Text segment:
++++++

It was the third week of the practice. In the afternoon of June 22 rumors of war came from somewhere. Vyritsa was not that far from Leningrad, but neither the biostation nor surrounding houses had a radio, or a broadcast listening station, or a telephone. Only late at night did an idea come to find something out in a resort several kilometers from our base.
A group of students went to the resort. I went with them. The gates of the resort were locked, the guard announced categorically: "What war - everyone's asleep already!" The guys climbed over the fence. After some time sleep was interrupted, a radio was turned on, people assembled around the loudspeaker... War!
Several days passed. Our group decreased by more than half. Students were disappearing one after another: some at the summons of a military commissariat, others volunteered, not waiting for the summons.
We set up 24 hour duty shifts at the biostation, near the phone connected to a temporary line laid there. I was put on the duty roster because I was considered to be part of the station's staff. During the daytime, instead of classes, we dug holes for cover against possible bombings. Then we received an order to halt the practice and close the base.

++++++

Information supplied:
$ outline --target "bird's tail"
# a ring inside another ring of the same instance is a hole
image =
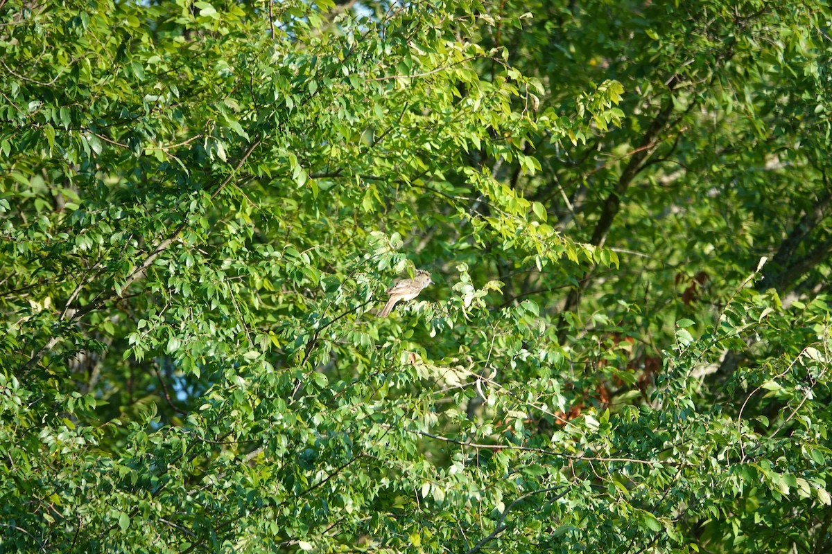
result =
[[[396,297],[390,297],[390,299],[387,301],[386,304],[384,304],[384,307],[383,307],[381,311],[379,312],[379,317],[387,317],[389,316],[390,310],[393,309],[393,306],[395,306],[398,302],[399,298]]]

++++++

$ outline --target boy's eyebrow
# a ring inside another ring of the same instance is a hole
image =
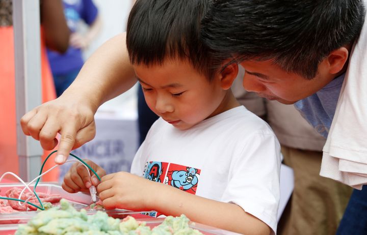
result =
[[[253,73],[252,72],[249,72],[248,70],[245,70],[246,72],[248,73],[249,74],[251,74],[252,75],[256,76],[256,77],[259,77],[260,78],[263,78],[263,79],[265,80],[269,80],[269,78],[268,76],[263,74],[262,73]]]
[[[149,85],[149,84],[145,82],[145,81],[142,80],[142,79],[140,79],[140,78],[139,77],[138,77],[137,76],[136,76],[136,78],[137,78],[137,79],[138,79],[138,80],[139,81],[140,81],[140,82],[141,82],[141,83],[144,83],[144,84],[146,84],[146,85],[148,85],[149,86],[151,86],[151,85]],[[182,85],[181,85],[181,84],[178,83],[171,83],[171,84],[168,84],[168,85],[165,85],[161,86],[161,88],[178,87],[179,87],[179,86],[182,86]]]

++++++

Stated task 1: Summarize the Vyritsa memoir in two sentences.
Stated task 2: In the Vyritsa memoir, what did the students dig during the daytime instead of attending classes?
Stated task 3: Pick up the Vyritsa memoir after its final sentence and keep writing.
The entries come from a source separate from the Vyritsa memoir.

Reply 1: During the third week of a student practice at a biostation near Vyritsa, rumors of war arrived on June 22, and late that night students went to a nearby resort where a radio confirmed the news. Over the next several days more than half the group left, some called up and others volunteering, while those remaining kept 24-hour phone duty and dug holes for cover against bombings until an order came to halt the practice and close the base.

Reply 2: Holes for cover against possible bombings.

Reply 3:
Everything was familiar from the 1939-40 period in the city. Strips of paper were glued crosswise to the windows of buildings. People with gas masks were on duty at every building entrance. There was no question of black-outs yet - you could see everything during a white night even without light. Otherwise, the city was calm. Many walked with gas masks, but public transportation was working precisely, stores were full of merchandise, there was brisk trade in carbonated water with various syrups at every street corner - a heat wave began on June 22, it was the first really hot day in Leningrad during that summer.
My mom and brother, who were in Bolshaya Izhora on June 22, told us about what had happened during the first night of the war. They had a good view of Kronstadt (main naval port in the Baltic - trans.) from there. They saw the air raid, saw anti-aircraft fire from the ships and forts of Kronstatdt, but they thought those were exercises.
In the first half of June my brother and I, as a part of a group organized, as far as I remember, by our School No.245, went to dig trenches. We rode in commuter cars pulled by a steam locomotive, but without a schedule, as a "special train". We unloaded at the Veymarn station, near Kingisepp. Then we walked for about an hour. Our job was to dig an anti-tank ditch. Work schedule - dig for 8 hours, then rest for 4 (right there on the ground), food (bread and canned meat), then 8 hours of work again, and so on.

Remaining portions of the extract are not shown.